Saved entries:
• • • • •

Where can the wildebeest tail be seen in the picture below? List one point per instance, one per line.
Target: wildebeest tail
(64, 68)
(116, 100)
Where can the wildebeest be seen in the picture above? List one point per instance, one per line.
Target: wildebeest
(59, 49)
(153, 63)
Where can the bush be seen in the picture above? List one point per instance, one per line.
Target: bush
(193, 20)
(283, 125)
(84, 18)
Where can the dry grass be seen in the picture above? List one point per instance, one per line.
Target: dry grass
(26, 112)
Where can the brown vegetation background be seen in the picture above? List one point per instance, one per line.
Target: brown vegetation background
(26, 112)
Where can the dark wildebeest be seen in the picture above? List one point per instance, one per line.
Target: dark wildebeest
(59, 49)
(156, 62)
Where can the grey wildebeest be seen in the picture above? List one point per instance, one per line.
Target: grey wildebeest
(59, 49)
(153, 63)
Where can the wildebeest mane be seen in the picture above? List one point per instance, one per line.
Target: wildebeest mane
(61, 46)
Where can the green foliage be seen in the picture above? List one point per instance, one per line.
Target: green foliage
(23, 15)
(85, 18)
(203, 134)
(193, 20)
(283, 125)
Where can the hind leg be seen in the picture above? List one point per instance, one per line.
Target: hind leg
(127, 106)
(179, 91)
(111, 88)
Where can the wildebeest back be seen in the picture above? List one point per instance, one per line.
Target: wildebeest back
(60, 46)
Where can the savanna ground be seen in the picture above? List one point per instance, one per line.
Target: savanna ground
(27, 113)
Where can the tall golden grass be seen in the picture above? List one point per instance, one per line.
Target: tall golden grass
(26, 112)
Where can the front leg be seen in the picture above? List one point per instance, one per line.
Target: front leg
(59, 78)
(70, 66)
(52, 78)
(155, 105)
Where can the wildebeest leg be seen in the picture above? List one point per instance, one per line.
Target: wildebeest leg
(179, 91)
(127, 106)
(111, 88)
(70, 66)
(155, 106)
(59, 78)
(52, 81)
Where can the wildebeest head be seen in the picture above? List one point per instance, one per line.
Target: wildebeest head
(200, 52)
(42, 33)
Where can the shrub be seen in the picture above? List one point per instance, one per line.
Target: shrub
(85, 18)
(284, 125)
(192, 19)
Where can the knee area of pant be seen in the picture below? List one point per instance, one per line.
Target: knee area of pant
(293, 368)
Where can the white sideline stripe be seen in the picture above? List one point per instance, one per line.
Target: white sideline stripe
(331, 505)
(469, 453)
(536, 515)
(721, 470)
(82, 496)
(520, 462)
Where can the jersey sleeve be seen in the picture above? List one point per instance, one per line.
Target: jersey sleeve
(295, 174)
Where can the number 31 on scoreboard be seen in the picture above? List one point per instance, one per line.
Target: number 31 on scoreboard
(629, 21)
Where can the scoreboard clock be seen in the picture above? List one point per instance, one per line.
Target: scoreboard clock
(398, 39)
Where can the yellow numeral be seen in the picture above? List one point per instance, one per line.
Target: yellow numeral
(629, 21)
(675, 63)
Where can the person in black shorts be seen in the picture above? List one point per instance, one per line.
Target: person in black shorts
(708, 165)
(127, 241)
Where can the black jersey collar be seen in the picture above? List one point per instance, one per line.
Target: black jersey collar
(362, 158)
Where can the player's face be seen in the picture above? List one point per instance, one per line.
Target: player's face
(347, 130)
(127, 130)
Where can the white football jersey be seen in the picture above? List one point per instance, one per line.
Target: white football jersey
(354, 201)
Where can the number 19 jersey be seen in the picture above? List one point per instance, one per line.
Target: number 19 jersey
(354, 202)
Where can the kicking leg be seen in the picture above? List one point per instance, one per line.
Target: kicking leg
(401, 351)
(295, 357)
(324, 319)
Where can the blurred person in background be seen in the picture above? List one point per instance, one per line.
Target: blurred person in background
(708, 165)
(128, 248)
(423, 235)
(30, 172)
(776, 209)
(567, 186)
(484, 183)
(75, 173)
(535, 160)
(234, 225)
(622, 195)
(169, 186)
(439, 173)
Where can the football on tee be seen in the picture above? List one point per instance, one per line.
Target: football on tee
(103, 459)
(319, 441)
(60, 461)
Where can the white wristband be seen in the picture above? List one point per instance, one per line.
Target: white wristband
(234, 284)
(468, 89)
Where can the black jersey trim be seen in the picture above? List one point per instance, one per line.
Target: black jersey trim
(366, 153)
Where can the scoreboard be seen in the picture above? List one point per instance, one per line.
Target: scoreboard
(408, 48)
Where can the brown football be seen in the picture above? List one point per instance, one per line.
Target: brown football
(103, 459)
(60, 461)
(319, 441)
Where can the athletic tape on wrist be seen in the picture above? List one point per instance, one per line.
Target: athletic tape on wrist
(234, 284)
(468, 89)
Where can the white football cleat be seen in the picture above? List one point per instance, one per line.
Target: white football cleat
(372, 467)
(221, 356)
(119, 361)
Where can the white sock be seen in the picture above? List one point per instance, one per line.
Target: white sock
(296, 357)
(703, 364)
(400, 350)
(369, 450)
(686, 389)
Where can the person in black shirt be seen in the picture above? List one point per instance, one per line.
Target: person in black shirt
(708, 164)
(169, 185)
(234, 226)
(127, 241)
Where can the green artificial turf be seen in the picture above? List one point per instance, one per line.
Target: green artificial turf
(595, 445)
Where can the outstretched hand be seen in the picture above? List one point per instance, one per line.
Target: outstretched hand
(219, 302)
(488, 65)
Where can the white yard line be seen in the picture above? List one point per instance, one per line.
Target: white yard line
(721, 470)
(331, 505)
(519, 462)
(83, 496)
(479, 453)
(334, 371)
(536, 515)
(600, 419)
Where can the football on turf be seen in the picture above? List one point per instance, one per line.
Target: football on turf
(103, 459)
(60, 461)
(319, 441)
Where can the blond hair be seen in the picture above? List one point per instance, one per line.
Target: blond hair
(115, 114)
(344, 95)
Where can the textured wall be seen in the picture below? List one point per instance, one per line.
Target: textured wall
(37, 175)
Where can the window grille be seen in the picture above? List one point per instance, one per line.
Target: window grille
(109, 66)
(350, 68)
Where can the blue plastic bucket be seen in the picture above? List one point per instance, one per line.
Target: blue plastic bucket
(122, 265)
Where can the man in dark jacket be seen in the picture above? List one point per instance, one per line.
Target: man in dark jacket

• • • • •

ABOUT THIS TASK: In the data above, which lines have "below"? Report each of them.

ANSWER TO THE PROBLEM:
Where can the wildebeest tail be seen in the picture below? List one point per instance, one per line.
Where can the knee area of pant be seen in the picture below? List one point per instance, one per line.
Where can the textured wall be seen in the picture below? List one point per instance, one per line.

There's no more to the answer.